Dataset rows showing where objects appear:
◇ ◇ ◇

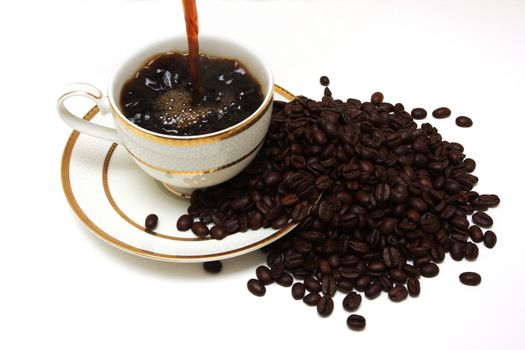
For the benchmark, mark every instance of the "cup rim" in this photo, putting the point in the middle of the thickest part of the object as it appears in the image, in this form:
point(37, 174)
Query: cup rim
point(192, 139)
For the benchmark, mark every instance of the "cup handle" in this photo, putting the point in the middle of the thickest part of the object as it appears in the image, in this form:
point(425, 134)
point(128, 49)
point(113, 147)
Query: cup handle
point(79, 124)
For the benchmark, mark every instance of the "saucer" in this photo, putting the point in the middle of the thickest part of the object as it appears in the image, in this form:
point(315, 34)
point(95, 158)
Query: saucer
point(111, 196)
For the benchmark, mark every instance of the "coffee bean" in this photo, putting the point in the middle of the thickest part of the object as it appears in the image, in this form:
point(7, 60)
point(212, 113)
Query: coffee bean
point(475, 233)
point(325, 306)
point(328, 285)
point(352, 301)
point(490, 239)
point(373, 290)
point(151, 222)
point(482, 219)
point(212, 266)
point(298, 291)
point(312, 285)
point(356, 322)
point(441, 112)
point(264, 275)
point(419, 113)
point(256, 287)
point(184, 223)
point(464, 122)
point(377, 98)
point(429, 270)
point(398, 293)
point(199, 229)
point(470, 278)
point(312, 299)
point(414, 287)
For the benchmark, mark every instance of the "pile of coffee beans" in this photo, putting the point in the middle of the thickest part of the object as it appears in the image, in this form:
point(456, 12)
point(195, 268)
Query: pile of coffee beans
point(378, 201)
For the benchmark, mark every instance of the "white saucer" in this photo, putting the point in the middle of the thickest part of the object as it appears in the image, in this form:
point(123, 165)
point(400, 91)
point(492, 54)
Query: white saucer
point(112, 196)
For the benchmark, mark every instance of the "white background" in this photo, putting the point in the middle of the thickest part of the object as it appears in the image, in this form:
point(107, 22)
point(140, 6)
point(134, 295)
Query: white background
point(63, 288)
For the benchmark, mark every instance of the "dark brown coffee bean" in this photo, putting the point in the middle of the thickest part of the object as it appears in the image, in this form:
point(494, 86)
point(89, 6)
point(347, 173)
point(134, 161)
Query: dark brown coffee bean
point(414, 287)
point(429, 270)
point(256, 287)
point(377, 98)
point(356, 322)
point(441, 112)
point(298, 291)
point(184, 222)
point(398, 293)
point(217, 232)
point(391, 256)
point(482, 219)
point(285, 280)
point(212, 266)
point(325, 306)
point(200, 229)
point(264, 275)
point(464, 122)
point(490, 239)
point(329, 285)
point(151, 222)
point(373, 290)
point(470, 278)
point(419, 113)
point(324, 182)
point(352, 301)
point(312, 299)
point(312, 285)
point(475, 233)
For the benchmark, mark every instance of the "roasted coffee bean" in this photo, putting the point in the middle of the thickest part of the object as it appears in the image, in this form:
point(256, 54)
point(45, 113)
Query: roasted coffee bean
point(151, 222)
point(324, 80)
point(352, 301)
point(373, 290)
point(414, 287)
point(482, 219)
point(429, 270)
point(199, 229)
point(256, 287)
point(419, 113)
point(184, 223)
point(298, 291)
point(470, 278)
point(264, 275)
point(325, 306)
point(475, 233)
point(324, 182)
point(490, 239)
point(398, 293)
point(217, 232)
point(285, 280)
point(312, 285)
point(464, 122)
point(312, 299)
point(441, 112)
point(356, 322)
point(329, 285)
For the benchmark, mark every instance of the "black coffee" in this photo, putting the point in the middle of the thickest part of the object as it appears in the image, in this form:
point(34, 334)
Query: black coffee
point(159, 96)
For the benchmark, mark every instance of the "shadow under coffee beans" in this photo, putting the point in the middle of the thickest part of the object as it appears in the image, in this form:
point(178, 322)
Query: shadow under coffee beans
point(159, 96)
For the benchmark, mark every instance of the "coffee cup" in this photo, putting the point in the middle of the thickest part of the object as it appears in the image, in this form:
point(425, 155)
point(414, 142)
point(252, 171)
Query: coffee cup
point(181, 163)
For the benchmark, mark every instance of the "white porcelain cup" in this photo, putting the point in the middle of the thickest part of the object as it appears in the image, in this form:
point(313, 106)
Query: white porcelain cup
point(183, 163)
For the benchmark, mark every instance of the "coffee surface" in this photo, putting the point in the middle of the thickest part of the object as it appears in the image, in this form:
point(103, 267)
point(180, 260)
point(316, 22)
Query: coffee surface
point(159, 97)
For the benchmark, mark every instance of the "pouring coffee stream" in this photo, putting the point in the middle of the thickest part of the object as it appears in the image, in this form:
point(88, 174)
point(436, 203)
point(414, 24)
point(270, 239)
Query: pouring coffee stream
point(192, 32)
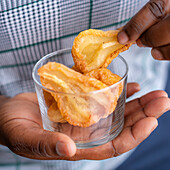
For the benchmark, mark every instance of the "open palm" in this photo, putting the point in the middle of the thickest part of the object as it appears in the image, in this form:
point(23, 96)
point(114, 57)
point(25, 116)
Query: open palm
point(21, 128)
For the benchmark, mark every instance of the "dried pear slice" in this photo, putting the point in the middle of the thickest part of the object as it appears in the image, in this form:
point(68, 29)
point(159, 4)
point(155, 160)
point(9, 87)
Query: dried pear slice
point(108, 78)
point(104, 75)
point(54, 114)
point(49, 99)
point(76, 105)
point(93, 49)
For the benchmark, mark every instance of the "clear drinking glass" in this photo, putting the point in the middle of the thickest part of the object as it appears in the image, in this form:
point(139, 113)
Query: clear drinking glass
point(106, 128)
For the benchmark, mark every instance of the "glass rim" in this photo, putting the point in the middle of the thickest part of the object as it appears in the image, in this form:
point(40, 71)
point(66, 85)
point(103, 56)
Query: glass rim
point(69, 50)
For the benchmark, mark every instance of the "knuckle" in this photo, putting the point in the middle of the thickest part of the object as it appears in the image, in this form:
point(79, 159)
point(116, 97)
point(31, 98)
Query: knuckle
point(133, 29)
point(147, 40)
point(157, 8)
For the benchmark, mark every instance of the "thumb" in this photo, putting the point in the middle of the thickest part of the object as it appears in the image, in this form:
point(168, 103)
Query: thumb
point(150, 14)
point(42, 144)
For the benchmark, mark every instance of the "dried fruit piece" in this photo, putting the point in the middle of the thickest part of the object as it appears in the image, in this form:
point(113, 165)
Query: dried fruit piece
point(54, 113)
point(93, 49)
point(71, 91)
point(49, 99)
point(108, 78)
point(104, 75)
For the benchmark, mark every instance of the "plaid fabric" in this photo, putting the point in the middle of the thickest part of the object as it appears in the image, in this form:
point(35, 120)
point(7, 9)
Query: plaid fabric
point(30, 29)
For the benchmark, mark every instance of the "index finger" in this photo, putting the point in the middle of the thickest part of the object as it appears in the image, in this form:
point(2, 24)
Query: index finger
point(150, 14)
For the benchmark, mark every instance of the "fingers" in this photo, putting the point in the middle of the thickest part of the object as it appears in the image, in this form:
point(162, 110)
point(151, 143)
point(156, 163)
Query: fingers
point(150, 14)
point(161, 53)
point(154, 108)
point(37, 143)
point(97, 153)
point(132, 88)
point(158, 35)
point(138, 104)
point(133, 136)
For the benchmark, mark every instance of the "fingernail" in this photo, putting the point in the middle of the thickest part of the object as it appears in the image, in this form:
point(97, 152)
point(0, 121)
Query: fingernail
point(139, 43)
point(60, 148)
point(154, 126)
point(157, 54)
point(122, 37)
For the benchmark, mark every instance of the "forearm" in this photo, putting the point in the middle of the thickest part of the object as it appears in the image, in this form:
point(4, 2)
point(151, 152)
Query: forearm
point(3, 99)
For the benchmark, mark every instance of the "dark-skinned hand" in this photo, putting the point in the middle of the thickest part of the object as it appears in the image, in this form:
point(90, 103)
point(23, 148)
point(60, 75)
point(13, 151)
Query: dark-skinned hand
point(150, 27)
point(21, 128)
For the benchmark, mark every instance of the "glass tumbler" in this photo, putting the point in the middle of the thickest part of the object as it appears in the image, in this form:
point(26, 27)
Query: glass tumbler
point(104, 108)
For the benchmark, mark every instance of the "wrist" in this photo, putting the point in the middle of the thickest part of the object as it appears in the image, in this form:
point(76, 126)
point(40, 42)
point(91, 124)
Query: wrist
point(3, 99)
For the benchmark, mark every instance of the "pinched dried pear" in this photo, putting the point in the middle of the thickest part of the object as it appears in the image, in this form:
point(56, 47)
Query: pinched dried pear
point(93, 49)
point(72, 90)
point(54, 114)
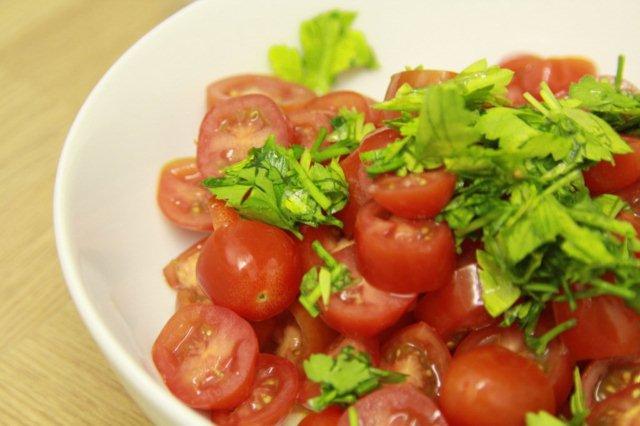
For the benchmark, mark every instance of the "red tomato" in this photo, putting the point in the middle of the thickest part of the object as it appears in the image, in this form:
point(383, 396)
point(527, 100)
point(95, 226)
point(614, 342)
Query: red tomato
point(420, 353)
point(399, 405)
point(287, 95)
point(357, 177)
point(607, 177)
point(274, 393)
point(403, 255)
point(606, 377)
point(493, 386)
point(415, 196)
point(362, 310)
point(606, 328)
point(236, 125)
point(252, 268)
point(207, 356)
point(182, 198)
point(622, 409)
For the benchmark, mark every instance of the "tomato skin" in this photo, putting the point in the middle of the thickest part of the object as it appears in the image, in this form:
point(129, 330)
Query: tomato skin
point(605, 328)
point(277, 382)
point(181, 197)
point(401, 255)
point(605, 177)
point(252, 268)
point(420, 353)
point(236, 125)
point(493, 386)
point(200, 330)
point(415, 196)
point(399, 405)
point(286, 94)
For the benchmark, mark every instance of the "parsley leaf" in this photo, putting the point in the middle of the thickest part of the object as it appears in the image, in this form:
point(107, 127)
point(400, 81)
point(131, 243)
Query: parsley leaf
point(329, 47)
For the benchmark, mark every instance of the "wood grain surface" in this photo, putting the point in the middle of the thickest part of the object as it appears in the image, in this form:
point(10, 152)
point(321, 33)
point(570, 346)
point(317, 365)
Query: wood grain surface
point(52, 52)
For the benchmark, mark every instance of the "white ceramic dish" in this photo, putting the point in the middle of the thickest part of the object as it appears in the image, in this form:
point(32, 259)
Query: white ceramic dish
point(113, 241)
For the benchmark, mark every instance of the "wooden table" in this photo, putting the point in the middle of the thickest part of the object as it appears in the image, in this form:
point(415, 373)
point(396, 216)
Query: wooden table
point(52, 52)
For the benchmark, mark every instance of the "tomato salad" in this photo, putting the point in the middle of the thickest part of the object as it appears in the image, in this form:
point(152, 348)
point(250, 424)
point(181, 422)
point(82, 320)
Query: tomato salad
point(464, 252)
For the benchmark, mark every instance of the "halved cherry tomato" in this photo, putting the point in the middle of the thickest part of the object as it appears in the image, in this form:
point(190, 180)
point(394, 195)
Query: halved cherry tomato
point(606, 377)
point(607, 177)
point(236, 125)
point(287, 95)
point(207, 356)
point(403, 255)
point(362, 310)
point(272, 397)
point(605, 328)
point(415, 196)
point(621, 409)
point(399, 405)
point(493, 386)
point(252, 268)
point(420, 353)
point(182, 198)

◇ ◇ ◇

What to work on. Could you lay out the lines above as a numbered list, starting at the first line and ending at the line containing "point(192, 139)", with blank lines left out? Leave the pictures out of your answer.

Solution for this problem.
1. For the benchmark, mark every instance of the "cup rim" in this photo, putting the point in the middle of the thickest part of the object as it appears in the image, in this form:
2. point(37, 174)
3. Query: cup rim
4. point(192, 139)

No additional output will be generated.